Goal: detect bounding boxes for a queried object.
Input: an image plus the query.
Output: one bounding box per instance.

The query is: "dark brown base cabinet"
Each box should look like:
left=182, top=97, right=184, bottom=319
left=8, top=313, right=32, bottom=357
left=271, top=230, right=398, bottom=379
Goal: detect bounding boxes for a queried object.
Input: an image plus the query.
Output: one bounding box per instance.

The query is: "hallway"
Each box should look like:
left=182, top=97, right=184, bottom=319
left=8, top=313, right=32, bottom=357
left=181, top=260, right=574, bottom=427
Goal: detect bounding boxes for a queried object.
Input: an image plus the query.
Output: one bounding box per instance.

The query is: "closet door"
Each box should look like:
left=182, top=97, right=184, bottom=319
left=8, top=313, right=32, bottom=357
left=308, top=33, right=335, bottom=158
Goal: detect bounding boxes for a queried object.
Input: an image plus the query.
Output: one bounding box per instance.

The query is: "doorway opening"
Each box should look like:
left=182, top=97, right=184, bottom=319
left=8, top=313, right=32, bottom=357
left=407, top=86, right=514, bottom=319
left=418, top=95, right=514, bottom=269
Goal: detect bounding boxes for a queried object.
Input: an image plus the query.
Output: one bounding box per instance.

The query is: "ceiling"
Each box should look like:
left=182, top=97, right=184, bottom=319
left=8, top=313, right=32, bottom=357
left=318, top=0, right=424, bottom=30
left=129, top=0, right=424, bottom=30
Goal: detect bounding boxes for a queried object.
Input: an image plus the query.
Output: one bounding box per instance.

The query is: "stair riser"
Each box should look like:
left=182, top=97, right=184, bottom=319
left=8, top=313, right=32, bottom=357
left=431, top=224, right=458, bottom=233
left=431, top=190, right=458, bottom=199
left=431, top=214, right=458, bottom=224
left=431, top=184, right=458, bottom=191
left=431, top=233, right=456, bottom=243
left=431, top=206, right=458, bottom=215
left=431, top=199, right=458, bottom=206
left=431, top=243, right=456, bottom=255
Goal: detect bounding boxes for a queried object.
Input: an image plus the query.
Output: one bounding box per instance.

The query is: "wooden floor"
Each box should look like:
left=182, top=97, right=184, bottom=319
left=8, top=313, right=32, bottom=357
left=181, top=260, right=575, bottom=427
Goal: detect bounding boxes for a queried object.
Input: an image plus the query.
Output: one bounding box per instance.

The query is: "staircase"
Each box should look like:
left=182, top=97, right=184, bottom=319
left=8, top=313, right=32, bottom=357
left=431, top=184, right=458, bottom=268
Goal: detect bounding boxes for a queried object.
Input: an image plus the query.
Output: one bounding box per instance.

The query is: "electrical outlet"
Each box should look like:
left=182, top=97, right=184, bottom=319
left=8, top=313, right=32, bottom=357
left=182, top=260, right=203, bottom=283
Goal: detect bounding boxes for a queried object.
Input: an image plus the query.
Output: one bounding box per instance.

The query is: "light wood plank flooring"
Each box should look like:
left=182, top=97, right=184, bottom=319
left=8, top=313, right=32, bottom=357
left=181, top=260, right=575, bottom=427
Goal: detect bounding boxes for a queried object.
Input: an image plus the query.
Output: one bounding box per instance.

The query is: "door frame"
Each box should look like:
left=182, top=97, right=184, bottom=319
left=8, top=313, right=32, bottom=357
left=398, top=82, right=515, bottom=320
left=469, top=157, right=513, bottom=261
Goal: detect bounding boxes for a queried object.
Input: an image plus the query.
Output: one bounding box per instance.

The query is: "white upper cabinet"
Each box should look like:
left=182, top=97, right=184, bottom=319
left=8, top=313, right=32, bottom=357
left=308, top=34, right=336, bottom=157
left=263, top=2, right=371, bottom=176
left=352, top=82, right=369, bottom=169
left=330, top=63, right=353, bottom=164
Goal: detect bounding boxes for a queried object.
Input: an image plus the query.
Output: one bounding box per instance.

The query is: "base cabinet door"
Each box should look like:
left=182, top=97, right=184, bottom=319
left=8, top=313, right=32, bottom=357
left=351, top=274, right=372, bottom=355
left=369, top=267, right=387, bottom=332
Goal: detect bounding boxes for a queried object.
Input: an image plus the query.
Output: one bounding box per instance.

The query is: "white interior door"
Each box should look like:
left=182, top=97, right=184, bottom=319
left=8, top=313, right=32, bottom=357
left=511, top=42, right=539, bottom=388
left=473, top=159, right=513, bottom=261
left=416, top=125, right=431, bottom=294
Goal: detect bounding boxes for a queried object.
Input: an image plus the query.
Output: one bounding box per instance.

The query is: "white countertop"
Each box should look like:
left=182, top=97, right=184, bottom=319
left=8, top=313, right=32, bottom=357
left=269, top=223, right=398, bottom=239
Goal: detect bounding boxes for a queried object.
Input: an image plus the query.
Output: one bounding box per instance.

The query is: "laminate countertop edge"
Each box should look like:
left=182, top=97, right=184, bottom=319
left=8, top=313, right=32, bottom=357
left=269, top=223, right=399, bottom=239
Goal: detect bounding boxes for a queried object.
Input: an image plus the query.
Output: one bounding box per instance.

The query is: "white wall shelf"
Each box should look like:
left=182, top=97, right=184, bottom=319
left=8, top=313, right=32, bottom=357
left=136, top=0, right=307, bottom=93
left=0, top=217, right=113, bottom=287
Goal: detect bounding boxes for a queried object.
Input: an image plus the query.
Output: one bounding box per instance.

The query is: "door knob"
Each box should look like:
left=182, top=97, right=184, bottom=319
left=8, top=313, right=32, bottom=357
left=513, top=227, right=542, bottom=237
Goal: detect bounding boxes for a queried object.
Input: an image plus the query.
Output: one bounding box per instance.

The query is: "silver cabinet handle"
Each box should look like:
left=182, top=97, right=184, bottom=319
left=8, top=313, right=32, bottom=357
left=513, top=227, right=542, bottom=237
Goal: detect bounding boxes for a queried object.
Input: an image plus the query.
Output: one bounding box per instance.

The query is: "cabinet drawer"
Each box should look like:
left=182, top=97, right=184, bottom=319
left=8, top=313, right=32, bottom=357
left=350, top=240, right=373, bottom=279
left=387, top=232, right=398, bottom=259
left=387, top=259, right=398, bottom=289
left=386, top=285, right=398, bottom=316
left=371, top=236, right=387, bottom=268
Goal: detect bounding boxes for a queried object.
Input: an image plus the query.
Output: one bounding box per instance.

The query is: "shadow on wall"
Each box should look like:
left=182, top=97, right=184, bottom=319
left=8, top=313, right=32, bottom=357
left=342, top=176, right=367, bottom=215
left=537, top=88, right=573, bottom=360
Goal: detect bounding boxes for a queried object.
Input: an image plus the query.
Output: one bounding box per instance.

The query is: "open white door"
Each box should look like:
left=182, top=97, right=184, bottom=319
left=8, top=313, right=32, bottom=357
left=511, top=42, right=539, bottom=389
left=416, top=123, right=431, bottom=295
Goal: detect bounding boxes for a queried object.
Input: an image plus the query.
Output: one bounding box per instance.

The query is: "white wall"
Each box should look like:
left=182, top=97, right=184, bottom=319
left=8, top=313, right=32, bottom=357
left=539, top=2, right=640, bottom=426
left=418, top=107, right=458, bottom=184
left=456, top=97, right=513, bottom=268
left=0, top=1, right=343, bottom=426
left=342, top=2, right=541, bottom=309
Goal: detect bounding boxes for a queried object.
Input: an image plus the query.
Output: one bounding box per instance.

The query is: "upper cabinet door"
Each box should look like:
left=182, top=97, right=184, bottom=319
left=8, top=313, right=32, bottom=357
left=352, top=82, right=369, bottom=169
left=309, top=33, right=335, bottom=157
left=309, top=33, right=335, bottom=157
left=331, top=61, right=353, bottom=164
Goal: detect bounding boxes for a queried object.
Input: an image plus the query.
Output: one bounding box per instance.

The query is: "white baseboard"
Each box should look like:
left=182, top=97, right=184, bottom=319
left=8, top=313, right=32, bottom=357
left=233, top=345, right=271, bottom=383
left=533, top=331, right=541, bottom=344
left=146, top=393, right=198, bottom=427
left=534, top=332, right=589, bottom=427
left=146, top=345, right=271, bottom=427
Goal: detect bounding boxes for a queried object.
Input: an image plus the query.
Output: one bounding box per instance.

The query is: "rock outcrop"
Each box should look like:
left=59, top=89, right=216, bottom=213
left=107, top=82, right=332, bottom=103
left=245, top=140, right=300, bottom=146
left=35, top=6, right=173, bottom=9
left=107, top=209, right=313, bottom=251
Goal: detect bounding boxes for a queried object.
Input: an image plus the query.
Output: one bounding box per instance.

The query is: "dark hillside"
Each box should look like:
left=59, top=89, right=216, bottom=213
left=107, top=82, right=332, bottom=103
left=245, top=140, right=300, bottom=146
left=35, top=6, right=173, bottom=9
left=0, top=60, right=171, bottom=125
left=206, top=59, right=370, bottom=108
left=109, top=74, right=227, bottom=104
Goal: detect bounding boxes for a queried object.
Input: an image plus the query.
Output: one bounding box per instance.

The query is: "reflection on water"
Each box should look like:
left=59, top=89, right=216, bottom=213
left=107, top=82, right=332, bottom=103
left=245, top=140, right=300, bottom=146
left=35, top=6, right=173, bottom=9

## Short exercise
Rewrite the records from the start through the line containing "left=418, top=95, right=514, bottom=269", swapping "instance" for "match" and keeping everything else the same.

## Task solution
Goal: detect bounding boxes for a queried object.
Input: an image plus the query.
Output: one bounding box per match.

The query is: "dark brown base cabinet"
Each box should look like:
left=182, top=97, right=184, bottom=319
left=8, top=313, right=32, bottom=357
left=271, top=230, right=398, bottom=379
Goal: detect bounding boxes for a queried object.
Input: an image plus the query.
Output: one bounding box per match.

The query is: "hallway"
Each box should look like:
left=182, top=97, right=184, bottom=319
left=8, top=313, right=32, bottom=357
left=181, top=260, right=574, bottom=427
Goal: detect bounding boxes for a queried object.
Input: an image plus the query.
Output: one bounding box per match.

The query is: "closet door"
Each box should look like:
left=182, top=97, right=184, bottom=319
left=8, top=313, right=32, bottom=357
left=308, top=33, right=335, bottom=158
Goal: detect bounding boxes for a queried object.
Input: an image plus the query.
Output: one bounding box per match.

The query is: "doorway opening"
Each box should look like:
left=182, top=97, right=184, bottom=319
left=8, top=313, right=32, bottom=357
left=407, top=86, right=514, bottom=319
left=418, top=95, right=514, bottom=269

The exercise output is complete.